## Data section
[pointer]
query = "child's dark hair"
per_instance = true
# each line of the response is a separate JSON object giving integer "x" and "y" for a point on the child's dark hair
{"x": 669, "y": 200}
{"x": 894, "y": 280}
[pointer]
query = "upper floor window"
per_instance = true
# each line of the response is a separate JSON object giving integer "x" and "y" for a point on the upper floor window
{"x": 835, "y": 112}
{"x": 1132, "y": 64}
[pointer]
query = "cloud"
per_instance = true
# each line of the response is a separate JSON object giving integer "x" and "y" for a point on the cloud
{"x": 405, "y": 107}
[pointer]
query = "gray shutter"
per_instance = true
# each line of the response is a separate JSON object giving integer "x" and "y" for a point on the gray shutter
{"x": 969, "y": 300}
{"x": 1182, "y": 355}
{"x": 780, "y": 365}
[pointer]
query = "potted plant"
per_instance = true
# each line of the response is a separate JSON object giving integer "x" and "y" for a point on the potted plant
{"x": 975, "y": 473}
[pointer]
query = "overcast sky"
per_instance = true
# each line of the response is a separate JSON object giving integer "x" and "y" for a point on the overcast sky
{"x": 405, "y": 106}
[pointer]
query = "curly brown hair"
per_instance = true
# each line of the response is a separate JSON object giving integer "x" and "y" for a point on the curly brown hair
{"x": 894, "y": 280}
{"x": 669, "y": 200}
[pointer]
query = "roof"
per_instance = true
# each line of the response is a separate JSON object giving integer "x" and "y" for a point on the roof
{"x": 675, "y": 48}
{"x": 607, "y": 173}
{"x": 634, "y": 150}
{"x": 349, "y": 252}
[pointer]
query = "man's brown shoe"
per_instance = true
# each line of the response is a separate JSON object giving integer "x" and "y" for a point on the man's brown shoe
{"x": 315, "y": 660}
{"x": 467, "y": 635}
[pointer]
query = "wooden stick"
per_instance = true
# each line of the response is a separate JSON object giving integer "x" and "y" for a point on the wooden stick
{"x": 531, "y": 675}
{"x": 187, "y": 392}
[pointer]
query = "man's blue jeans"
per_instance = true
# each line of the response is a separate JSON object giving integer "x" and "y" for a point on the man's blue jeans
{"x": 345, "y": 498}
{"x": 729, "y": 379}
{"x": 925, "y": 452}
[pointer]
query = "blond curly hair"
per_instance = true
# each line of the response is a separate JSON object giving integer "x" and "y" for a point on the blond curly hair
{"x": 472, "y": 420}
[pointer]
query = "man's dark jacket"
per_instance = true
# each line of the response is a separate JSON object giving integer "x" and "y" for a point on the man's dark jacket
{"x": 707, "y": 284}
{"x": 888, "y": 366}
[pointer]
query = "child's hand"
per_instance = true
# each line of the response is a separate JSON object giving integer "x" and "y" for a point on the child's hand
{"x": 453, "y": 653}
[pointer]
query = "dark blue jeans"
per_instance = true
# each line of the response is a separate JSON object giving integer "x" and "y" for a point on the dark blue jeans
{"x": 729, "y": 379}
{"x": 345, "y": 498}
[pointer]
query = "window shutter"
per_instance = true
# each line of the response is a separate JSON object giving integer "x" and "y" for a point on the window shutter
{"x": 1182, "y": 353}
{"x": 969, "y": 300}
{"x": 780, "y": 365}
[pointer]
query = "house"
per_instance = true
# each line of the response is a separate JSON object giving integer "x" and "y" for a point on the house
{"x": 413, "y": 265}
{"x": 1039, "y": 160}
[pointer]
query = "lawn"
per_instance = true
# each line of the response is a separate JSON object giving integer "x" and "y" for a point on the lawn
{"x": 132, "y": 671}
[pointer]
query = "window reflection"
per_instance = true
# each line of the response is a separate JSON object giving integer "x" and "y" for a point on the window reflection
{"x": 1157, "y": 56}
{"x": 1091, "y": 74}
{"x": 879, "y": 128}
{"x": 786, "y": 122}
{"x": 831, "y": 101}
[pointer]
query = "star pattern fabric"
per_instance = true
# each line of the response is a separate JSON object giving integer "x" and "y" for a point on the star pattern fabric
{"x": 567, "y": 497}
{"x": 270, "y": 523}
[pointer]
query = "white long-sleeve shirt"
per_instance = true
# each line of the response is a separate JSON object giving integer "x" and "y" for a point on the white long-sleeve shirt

## Task goal
Each line that includes the string "white" should be copied from the data.

## Answer below
query = "white long-sleeve shirt"
# each line of the response is a separate JSON object giving integer "x" and "y" for a point on the white long-sleeve shirt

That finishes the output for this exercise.